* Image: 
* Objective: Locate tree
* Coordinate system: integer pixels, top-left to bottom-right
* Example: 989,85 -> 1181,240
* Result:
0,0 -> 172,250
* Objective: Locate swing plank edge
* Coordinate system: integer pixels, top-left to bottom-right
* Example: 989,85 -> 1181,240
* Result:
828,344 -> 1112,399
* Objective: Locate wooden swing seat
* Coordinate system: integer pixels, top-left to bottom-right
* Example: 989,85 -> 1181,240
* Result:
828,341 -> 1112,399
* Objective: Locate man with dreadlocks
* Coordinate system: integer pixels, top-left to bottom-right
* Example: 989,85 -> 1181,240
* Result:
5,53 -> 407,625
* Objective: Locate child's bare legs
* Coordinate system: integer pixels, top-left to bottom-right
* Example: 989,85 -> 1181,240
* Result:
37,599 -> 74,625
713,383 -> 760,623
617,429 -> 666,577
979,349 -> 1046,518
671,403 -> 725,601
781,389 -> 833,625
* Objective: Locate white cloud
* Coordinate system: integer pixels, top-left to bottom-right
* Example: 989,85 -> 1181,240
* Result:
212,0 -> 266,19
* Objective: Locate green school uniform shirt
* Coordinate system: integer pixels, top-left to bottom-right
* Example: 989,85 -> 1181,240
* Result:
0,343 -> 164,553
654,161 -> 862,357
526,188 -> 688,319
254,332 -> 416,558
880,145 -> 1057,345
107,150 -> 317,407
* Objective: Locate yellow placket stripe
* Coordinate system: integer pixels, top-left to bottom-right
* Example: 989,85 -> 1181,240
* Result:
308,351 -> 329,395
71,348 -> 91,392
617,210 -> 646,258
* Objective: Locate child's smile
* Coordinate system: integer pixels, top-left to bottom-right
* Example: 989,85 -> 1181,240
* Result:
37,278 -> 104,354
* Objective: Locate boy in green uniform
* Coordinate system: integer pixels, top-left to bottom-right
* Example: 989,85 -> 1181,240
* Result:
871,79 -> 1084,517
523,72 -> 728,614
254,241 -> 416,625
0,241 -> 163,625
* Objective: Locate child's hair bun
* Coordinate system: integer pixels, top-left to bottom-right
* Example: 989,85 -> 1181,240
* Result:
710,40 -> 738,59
━━━━━━━━━━━━━━━━━━━━━━━━━━━━━━
_PROBLEM DESCRIPTION_
Reproduce unchanged the data from the line containing "wooden swing seat" through the line containing "107,150 -> 317,407", including both of those lines.

_RESULT OF THE EXERCISE_
* Objective: Locate wooden swing seat
* Coordinate system: integer pixels, top-left to bottom-right
* Example: 989,85 -> 1181,240
* Result:
828,341 -> 1112,399
* Objective: Locate man with dreadlocks
* Coordinate system: integer pixels, top-left to bottom-right
* Example: 989,85 -> 1181,240
* Result:
5,53 -> 407,625
* Objective: Locate child's bare legs
* Coordinate system: integer pixels, top-left to bottom-right
* Example: 989,85 -> 1181,240
* Result:
37,599 -> 74,625
713,383 -> 760,623
617,429 -> 666,577
979,349 -> 1046,518
671,403 -> 725,601
781,389 -> 833,625
* Objective: Locate white cloud
* Coordinate system: integer pixels, top-left to bottom-right
* Example: 989,85 -> 1181,240
* Result:
212,0 -> 266,19
* Objective: Locate green school uniform shirt
* Coordinate system: integer pixels, top-left to bottom-right
* Example: 989,85 -> 1181,240
* Result:
0,343 -> 164,553
654,161 -> 862,357
526,188 -> 688,319
254,332 -> 416,558
880,145 -> 1057,345
107,150 -> 317,407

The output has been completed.